■ **Задание**
Где, по тексту для разбора, Элизабет Лофтус получила докторскую степень?

■ **Текст для разбора**

Присяжных это не убедило, они не согласились с Лофтус, и она отправилась домой, проиграв дело. Она утверждает, что именно это событие определило ее дальнейшую работу. Фрэнклин был осужден за изнасилование и убийство лучшей подруги дочери через двадцать лет после гибели девочки, и Лофтус почувствовала, как ее охватывает холод.
— Моя миссия, — говорит она мне, — моя миссия в жизни с тех пор и навсегда — помогать невинно осужденным. Я поняла, что разговоры о сигналах светофора и амбарах не будут приниматься во внимание, особенно в новом климате в стране, когда лечение для восстановления памяти стало так модно и все поверили в реальность вытеснения[42] воспоминаний. Я поняла, что мне нужно доказать не только то, что воспоминания можно исказить, — это, видит бог, я доказала, — но и что возможно создать у человека совершенно ложные воспоминания. — Эти слова Лофтус произносит с особым чувством: гоблин жаждет показать трюк. Элизабет Лофтус получила докторскую степень в Стэнфорде, она великолепный математик и обладает даром нащупать пульс современной культуры, чтобы потом заразить ее спорами собственных убеждений. И должна сказать, многие из ее убеждений хороши. Некоторые — похуже. В целом она такая же, как и большинство из нас, только в несколько раз больше — смесь интеллекта и слепоты, множество чувствительных точек.

■ **Исходные данные**

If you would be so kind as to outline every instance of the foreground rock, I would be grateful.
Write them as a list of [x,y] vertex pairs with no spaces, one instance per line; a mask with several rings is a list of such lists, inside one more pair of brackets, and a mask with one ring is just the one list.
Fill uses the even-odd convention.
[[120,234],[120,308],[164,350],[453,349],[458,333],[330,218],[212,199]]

■ **Ответ**
В Стэнфорде.